# [THE EXERCISE]
Return the records word for word, starting at the very first line and ending at the line that contains "x=249, y=178".

# [TASK DATA]
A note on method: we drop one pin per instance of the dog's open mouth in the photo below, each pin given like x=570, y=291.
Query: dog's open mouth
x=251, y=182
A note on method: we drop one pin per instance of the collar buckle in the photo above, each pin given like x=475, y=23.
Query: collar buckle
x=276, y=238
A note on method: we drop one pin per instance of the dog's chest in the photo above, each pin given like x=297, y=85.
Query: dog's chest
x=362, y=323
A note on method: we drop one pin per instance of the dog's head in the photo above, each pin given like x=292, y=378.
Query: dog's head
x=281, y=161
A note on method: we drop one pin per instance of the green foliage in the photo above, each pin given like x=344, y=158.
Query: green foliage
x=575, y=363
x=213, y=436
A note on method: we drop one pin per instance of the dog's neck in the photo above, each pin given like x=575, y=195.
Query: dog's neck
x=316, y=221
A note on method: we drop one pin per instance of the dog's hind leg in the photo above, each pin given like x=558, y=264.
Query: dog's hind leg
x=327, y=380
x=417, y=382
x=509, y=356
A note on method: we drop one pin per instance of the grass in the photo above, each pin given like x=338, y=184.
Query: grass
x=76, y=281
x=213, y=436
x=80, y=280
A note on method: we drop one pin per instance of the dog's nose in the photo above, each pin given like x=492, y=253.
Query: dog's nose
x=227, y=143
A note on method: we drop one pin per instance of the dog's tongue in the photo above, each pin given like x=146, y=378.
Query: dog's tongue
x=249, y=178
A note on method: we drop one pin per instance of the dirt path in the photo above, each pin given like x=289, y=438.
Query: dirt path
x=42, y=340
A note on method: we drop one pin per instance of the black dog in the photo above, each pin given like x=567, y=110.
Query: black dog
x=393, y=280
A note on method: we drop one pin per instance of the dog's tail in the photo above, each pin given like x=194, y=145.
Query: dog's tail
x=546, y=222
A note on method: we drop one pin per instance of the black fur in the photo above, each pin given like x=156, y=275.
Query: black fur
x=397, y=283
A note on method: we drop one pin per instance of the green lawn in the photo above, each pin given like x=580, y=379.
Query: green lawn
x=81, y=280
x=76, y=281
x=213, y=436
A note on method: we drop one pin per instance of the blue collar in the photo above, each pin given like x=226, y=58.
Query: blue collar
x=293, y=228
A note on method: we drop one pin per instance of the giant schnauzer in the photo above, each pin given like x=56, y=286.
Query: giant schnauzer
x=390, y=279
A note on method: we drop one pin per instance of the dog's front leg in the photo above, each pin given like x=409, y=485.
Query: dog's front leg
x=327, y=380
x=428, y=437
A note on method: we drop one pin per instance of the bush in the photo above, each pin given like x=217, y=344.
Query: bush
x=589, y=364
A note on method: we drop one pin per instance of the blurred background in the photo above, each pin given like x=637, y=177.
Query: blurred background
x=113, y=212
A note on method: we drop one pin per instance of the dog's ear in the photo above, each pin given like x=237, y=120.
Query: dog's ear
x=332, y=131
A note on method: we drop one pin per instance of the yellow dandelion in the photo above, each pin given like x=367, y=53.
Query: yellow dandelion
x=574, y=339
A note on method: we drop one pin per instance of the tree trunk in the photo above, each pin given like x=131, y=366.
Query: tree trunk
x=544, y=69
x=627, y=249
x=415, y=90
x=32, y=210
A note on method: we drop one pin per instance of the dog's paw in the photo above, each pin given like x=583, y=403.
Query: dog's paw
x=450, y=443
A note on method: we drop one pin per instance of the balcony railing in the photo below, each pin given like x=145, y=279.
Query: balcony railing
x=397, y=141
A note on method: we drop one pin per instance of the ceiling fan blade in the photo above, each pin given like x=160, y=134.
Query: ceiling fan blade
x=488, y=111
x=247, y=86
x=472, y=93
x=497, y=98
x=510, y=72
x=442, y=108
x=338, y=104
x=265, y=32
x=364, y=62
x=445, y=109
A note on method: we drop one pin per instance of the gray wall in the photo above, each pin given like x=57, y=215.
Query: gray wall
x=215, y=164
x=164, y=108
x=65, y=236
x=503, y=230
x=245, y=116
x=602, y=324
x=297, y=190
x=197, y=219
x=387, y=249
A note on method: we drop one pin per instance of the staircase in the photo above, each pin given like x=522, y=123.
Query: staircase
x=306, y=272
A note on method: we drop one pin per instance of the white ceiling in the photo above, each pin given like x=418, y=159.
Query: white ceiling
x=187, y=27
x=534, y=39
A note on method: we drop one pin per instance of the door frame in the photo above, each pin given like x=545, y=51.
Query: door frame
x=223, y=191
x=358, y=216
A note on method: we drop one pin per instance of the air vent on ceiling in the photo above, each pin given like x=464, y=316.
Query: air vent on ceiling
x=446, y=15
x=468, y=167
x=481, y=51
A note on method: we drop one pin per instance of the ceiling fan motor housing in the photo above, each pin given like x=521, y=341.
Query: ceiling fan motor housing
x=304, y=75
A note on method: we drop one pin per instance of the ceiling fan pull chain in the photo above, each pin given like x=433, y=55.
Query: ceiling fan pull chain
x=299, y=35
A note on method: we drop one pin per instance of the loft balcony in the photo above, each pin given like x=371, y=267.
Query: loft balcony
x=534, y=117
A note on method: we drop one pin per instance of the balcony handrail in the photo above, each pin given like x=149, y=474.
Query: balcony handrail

# [RESPONSE]
A note on method: we drop one pin per instance of the dog's open mouth in the photo below, each pin given like x=570, y=291.
Query: dog's open mouth
x=251, y=182
A note on method: we drop one pin per instance of the collar buckle in the photo above, each pin given like x=475, y=23.
Query: collar buckle
x=276, y=238
A note on method: we drop one pin per instance of the dog's chest in the photo above, each pin given like x=297, y=85.
Query: dog's chest
x=362, y=323
A note on method: we drop one pin per instance of the dog's head in the photo above, each pin given like x=292, y=378.
Query: dog's head
x=281, y=161
A note on method: we drop one pin per instance of the green foliage in the photo above, each pin given like x=344, y=158.
Query: green foliage
x=575, y=363
x=213, y=436
A note on method: we drop one pin per instance of the dog's neck in the photo above, each pin given like x=575, y=195.
Query: dog's neck
x=316, y=221
A note on method: we drop one pin per instance of the dog's hind leg in the photo above, each pin given like x=558, y=264.
Query: dog's hind leg
x=327, y=380
x=417, y=382
x=509, y=356
A note on method: we drop one pin per instance of the grass in the photo above, each pin given like x=338, y=184.
Query: grass
x=76, y=281
x=213, y=436
x=80, y=280
A note on method: we drop one pin per instance of the dog's nose in the photo above, each pin given like x=492, y=253.
Query: dog's nose
x=227, y=143
A note on method: we drop one pin per instance of the dog's tongue in the photo above, each pin given like x=146, y=378.
Query: dog's tongue
x=249, y=178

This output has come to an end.